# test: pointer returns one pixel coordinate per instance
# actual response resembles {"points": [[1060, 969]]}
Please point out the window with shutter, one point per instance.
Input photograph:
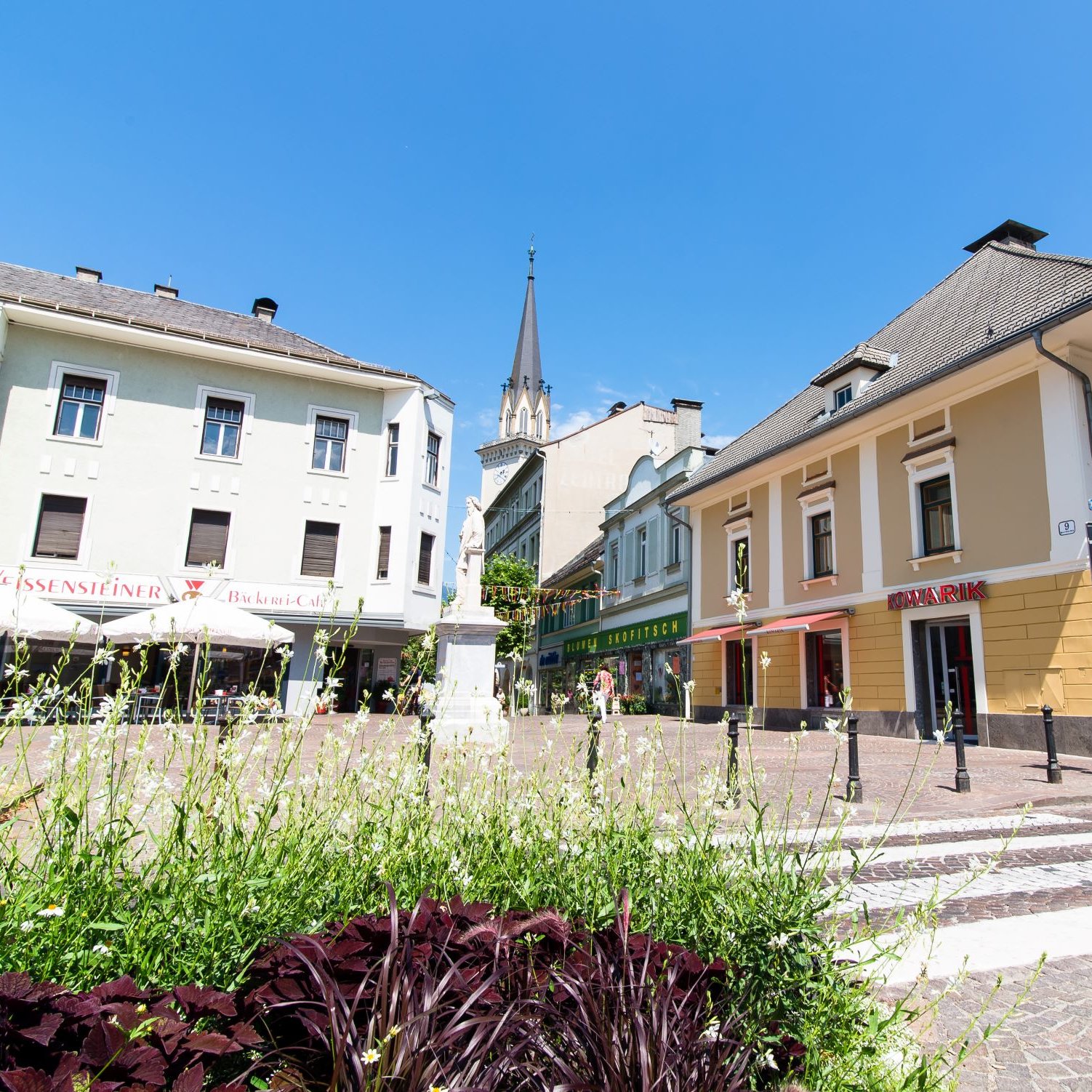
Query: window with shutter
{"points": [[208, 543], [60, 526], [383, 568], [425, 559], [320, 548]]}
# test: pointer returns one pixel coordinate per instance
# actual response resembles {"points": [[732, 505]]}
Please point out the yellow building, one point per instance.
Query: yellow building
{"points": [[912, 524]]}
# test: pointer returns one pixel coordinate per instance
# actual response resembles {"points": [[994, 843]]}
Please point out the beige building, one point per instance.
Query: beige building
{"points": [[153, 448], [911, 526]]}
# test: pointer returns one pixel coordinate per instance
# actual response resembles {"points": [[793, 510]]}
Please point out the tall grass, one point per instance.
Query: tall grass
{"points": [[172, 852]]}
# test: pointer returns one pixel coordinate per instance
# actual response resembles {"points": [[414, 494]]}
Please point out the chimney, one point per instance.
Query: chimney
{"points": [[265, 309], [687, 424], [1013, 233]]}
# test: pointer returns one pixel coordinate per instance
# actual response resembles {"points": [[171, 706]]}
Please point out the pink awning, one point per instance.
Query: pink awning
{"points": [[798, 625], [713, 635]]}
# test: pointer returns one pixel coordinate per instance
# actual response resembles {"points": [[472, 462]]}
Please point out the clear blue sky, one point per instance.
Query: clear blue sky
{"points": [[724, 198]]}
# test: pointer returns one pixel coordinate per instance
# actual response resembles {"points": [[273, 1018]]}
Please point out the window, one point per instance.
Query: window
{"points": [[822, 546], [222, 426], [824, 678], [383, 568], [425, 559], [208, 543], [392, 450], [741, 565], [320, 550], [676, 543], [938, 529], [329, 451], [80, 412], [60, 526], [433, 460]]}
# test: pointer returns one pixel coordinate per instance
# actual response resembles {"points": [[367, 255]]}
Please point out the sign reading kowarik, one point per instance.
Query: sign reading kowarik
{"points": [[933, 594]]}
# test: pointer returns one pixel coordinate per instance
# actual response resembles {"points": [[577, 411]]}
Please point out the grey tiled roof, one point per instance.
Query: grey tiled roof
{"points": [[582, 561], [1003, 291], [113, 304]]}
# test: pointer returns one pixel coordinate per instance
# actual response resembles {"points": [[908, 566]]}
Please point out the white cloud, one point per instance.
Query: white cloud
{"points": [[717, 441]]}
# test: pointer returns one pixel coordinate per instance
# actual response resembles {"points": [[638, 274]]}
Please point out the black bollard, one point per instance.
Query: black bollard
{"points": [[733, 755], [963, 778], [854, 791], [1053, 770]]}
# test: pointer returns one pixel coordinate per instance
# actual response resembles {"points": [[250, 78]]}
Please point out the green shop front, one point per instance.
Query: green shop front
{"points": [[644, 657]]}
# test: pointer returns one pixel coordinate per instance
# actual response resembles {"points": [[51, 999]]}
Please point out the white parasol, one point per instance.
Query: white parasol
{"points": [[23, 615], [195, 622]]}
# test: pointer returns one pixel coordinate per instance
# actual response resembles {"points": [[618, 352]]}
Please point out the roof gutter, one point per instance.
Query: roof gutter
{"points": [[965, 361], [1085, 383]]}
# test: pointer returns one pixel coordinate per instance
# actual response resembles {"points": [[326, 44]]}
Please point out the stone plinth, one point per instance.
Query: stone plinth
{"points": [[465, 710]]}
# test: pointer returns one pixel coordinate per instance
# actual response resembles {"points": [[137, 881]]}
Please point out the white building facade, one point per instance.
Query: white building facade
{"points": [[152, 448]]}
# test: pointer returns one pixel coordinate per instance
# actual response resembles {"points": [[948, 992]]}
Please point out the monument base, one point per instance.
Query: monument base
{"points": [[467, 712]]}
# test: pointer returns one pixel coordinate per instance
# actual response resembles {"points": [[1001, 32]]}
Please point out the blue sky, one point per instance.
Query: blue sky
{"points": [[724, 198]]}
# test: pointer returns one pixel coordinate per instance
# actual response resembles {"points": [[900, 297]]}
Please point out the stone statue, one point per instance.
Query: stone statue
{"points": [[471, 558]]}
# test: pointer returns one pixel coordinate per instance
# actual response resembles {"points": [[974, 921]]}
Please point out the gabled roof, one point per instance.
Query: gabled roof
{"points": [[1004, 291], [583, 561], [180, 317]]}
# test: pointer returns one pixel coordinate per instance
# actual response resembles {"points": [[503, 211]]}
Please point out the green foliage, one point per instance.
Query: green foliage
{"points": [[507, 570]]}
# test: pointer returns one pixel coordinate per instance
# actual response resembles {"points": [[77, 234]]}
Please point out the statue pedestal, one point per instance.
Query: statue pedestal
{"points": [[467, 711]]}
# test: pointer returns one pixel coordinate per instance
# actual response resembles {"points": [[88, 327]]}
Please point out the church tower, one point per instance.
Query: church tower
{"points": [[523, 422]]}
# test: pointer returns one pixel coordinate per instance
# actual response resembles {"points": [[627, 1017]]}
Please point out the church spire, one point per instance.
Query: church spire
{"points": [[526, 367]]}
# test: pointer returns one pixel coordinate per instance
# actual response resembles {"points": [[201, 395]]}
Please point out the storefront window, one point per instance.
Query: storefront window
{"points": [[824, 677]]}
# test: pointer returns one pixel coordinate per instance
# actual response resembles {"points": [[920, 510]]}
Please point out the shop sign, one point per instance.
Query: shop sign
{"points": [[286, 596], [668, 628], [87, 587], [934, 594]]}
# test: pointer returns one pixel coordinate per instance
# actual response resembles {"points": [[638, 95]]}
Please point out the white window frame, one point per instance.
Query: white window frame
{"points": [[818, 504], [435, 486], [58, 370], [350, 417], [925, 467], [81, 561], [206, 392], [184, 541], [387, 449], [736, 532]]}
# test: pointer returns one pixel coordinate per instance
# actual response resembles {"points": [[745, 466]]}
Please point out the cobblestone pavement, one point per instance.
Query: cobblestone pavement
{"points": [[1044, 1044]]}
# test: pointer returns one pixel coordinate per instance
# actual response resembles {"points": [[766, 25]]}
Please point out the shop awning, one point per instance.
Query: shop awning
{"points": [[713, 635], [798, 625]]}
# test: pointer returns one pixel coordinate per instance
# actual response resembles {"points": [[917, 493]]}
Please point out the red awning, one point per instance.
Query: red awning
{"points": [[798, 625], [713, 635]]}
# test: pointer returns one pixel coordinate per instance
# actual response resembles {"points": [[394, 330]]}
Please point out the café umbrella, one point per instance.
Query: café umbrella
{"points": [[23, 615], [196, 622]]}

...

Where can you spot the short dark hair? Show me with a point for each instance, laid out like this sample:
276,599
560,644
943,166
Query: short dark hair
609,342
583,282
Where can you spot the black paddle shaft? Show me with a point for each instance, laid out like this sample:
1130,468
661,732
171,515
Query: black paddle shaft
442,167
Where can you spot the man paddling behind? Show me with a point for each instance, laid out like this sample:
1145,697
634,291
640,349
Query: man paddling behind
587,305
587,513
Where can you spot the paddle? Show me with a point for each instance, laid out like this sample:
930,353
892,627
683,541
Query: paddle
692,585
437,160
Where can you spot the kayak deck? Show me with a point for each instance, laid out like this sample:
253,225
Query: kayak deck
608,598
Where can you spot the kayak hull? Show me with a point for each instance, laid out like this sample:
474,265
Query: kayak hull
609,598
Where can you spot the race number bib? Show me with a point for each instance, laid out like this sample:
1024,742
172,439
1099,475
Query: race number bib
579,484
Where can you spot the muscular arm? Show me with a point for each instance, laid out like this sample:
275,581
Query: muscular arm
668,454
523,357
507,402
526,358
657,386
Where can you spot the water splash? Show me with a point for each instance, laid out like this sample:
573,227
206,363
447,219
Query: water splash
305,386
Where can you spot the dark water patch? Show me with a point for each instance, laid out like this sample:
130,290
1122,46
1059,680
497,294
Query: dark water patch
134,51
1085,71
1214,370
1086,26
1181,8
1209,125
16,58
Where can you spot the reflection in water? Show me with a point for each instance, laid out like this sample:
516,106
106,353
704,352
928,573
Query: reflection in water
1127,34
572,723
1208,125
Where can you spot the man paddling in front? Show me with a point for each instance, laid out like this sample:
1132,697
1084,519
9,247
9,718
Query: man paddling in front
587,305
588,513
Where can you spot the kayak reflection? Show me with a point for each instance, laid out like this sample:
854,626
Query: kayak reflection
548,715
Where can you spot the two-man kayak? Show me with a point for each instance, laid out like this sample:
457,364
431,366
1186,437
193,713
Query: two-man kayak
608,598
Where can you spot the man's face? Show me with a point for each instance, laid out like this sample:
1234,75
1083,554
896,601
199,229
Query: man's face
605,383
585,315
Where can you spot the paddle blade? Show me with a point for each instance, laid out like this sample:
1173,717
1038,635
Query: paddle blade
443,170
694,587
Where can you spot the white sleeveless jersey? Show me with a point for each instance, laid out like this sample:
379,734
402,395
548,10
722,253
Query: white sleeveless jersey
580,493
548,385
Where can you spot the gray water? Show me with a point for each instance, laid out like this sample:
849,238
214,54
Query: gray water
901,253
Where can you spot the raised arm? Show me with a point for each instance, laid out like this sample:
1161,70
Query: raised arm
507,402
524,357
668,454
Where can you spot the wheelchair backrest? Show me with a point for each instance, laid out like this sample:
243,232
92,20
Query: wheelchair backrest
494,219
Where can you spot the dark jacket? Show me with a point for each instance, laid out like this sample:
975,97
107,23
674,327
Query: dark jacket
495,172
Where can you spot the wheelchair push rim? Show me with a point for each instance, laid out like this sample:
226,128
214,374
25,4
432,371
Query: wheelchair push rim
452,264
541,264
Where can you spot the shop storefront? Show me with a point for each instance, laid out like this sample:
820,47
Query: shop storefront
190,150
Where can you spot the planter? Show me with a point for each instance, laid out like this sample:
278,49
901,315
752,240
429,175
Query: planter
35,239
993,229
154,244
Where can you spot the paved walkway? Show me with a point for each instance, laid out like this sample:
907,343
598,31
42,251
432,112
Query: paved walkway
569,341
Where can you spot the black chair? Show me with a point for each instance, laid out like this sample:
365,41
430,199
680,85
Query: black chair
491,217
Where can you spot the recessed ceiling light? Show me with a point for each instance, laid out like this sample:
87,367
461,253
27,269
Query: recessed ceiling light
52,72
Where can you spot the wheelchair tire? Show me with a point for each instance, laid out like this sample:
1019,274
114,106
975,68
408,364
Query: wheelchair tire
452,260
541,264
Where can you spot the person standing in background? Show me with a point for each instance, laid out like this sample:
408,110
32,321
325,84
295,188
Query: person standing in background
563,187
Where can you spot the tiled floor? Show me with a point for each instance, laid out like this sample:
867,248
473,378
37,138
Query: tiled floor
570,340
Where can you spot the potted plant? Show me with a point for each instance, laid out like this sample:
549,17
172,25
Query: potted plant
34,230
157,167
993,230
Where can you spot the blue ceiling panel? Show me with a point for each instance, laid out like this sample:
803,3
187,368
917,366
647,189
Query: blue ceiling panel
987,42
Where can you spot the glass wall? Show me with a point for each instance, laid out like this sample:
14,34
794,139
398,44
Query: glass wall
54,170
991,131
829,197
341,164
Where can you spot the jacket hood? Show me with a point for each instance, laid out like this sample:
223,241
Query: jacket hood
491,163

--

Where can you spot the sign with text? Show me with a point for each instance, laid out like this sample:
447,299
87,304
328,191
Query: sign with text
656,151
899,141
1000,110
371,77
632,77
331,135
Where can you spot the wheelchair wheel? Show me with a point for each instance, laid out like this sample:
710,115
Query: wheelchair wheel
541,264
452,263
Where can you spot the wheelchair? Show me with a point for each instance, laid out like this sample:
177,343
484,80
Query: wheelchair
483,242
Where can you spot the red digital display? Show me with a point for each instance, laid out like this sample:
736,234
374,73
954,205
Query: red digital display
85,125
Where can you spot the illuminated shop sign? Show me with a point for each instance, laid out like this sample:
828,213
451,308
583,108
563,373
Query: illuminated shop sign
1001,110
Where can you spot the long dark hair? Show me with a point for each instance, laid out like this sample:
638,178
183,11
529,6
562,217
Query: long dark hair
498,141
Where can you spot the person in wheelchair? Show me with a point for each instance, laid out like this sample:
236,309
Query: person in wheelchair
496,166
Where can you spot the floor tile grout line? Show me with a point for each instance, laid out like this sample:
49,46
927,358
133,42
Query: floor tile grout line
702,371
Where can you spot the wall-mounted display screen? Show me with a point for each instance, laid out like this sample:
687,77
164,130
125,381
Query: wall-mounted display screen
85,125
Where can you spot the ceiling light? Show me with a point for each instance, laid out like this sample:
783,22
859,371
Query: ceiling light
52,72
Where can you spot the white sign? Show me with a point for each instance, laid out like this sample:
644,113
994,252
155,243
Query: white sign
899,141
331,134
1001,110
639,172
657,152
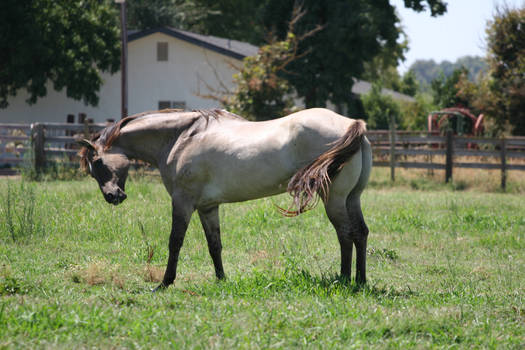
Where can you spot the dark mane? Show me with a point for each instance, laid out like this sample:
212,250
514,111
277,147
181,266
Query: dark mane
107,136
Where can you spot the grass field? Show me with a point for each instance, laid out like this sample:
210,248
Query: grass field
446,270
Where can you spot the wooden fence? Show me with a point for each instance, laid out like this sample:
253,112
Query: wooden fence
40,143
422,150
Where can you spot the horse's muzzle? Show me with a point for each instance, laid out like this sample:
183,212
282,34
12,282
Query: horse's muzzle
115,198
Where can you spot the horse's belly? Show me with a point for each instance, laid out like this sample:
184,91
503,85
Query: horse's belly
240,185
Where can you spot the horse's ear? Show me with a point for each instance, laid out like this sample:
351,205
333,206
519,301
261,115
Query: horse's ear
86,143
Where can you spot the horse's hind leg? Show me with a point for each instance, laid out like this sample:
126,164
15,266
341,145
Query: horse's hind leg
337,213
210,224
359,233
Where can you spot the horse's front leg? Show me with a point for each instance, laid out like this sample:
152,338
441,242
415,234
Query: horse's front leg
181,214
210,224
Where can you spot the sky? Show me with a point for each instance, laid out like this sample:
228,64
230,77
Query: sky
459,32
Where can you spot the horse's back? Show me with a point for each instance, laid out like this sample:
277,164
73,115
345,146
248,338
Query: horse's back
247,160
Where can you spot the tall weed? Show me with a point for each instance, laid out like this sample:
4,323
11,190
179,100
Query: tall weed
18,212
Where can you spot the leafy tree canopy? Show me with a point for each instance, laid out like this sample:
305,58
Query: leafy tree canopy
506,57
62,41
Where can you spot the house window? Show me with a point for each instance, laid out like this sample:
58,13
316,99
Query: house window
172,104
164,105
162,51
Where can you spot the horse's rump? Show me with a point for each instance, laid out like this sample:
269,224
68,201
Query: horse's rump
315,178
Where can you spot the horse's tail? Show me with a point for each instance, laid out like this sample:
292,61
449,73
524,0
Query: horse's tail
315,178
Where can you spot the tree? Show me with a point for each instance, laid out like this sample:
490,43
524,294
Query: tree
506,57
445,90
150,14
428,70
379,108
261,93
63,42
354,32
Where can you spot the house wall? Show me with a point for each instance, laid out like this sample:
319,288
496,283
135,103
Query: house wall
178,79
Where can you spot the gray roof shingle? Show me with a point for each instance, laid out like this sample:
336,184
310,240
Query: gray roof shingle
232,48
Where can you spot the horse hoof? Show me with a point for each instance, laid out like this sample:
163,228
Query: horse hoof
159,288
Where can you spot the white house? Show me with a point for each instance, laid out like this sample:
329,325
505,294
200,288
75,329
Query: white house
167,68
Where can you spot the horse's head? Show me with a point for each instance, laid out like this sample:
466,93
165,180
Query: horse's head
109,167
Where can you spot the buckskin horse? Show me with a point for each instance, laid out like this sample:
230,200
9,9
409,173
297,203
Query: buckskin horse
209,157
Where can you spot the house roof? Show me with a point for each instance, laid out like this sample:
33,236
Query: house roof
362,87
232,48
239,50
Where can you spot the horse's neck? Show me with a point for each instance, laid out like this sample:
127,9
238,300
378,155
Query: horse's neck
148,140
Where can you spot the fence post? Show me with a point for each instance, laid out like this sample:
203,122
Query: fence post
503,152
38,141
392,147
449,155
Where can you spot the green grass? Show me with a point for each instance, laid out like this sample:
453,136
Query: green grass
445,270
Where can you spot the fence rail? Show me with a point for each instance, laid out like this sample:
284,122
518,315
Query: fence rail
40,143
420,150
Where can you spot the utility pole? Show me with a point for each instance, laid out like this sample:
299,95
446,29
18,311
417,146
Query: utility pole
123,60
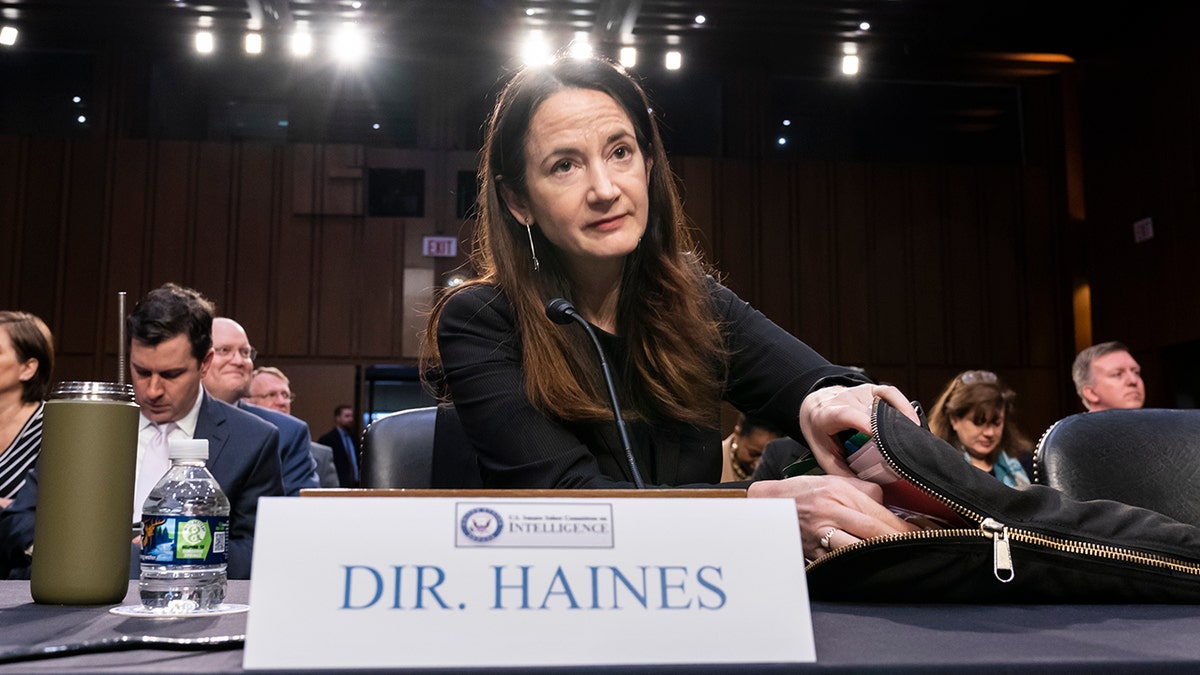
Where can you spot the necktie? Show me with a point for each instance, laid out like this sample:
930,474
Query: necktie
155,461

Work to do: Pull out every line of the material above that contains the word "ceiling", and copy each one in full.

The output:
Where can you spot the recessed ceiling light? Show me with a point for each instance, laid out like this sample:
Query: recessed ceiling light
Where can you spot the blue ceiling panel? Show me with a point for each instance, laid out like this sample:
Query: blue ceiling panel
Where can you spot the ceiling light? Show me with a point for each instance, laid out like this sample:
Query: ceiling light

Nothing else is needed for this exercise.